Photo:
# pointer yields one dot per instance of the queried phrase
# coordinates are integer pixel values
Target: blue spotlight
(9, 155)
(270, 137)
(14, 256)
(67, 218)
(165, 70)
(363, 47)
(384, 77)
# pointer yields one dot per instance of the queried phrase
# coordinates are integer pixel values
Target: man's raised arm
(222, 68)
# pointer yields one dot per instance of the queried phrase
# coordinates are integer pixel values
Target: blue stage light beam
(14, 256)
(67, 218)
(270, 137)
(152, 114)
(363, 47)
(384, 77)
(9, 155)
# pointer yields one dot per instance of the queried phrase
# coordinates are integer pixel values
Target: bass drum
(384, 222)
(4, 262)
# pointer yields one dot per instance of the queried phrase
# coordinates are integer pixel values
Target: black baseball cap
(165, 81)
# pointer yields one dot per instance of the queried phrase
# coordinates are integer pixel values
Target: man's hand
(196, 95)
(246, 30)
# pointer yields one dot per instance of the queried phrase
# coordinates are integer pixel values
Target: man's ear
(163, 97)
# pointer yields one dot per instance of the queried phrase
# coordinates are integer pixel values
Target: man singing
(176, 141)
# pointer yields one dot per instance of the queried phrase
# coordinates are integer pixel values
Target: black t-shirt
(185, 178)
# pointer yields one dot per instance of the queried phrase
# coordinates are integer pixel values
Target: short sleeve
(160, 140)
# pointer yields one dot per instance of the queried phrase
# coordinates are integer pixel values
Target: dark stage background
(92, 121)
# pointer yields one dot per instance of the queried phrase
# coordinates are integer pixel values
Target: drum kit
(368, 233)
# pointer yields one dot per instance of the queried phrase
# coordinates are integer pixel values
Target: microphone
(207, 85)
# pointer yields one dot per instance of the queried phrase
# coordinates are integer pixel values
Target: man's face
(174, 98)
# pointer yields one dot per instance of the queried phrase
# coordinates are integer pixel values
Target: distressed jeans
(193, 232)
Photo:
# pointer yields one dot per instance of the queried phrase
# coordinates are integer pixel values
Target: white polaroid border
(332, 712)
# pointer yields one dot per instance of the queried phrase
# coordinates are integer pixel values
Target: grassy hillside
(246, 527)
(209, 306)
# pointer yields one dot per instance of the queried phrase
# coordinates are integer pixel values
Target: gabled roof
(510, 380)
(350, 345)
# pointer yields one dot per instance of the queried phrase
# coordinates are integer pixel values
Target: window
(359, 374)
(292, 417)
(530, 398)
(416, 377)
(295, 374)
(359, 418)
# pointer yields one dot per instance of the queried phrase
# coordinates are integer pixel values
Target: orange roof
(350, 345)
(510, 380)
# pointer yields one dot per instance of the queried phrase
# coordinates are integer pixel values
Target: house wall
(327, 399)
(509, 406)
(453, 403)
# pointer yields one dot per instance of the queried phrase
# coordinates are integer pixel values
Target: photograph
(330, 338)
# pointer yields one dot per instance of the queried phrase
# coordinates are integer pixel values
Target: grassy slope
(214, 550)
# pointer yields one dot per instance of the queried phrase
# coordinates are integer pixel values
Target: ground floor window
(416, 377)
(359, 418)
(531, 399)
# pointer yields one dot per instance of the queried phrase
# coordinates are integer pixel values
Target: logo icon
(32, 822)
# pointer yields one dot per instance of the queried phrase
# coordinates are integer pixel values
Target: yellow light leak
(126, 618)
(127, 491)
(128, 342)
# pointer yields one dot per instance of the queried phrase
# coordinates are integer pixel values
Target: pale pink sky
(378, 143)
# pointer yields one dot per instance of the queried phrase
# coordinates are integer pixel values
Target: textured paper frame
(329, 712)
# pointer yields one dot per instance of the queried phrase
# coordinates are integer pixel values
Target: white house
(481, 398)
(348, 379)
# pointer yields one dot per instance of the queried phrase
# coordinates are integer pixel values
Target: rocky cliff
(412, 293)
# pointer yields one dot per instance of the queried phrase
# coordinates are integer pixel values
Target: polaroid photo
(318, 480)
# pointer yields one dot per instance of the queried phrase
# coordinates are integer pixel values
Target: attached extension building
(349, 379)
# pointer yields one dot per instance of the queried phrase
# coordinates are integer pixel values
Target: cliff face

::::::::::

• _WORK REQUEST_
Copy the entries above exactly. Miss none of them.

• _ANSWER FOR THIS EXERCISE_
Photo:
# pointer yields one dot per instance of the queried phrase
# coordinates are integer pixel values
Target: blue spotlight
(9, 155)
(270, 137)
(14, 256)
(67, 218)
(165, 70)
(363, 47)
(384, 77)
# pointer yields one dot per instance of the queried phrase
# coordinates are integer pixel values
Target: man's raised arm
(222, 68)
# pointer yields one dot per instance of the queried phrase
# coordinates are integer pixel values
Target: blue stage light beam
(14, 256)
(67, 218)
(270, 137)
(152, 114)
(363, 47)
(384, 77)
(9, 155)
# pointer yields one dot per instance of the queried phrase
# coordinates are integer pixel values
Target: bass drum
(384, 222)
(4, 262)
# pointer yields one dot per instance of the queried phrase
# coordinates are integer pixel values
Target: black baseball cap
(165, 81)
# pointer yields one dot per instance of the queried phrase
# coordinates are integer pixel values
Target: man's hand
(196, 95)
(246, 30)
# pointer yields one dot per instance of the queried phrase
# coordinates are integer pixel values
Target: man's ear
(163, 97)
# pointer yields one dot per instance of the queried phrase
# coordinates are integer pixel values
Target: man singing
(176, 141)
# pointer yields one dot per instance of the queried phrase
# coordinates are integer pixel values
Target: black t-shirt
(185, 178)
# pointer yields one dot per instance of the queried phrase
# coordinates are integer pixel values
Target: short sleeve
(160, 140)
# pointer yields one dot per instance of the queried phrase
# coordinates are integer pixel values
Target: dark stage background
(92, 121)
# pointer yields one dot per instance of the queried phrase
# coordinates are integer pixel values
Target: drum kit
(368, 233)
# pointer yields one dot per instance of the queried phrase
# coordinates are integer pixel values
Target: microphone
(207, 85)
# pointer yields one dot per instance of the queried phrase
# coordinates are integer pixel values
Target: man's face
(174, 98)
# pointer yields one dot per instance of the queried phrase
# coordinates are integer pixel values
Target: distressed jeans
(193, 232)
Photo:
# pointer yields one dot per instance of the queried phrase
# coordinates are integer pixel values
Target: white polaroid border
(332, 712)
# pointer yields one dot per instance of the queried phrase
# coordinates are integer pixel values
Target: grassy hillside
(246, 527)
(209, 306)
# pointer yields one dot per instance of the queried phrase
# coordinates are integer pixel values
Target: gabled roof
(510, 380)
(350, 345)
# pointer yields one dot per instance of the queried phrase
# coordinates are integer pixel values
Target: window
(359, 374)
(292, 417)
(530, 398)
(416, 377)
(295, 374)
(359, 418)
# pointer yields one dot per instance of the queried phrase
# coordinates are integer pixel values
Target: orange roof
(350, 345)
(510, 380)
# pointer yields one dot per instance of the queried phrase
# coordinates are integer pixel values
Target: house wall
(327, 399)
(509, 406)
(453, 403)
# pointer yields one dot per instance of the queried phrase
# coordinates are integer pixel values
Target: photograph
(330, 338)
# pointer yields one dot per instance of the queried phrase
# coordinates are integer pixel values
Target: grassy slope
(214, 550)
# pointer yields one dot per instance of the queried phrase
# coordinates are integer pixel values
Target: ground floor window
(416, 377)
(359, 418)
(531, 399)
# pointer yields one dot per instance of the queried phrase
# coordinates are integer pixel values
Target: logo icon
(32, 822)
# pointer yields one dot per instance of the queried phrase
# coordinates are integer pixel values
Target: yellow light leak
(126, 618)
(127, 491)
(128, 342)
# pointer yields one dot per instance of the queried phrase
# coordinates are integer pixel values
Target: pale pink sky
(378, 143)
# pointer yields one dot per instance of the queried phrase
# coordinates are integer pixel values
Target: textured paper frame
(329, 712)
# pointer yields one dot per instance of the queried phrase
# coordinates are integer pixel values
Target: white house
(481, 398)
(348, 379)
# pointer yields one dot per instance of the queried phrase
# coordinates are integer pixel values
Target: rocky cliff
(412, 293)
# pointer yields one dot per instance of the queried phrase
# coordinates are integer pixel values
Target: polaroid photo
(318, 480)
# pointer yields one dot per instance of the queried phrase
# coordinates are integer pixel values
Target: attached extension building
(349, 379)
# pointer yields one dot per instance of the queried phrase
# coordinates are integer pixel values
Target: cliff face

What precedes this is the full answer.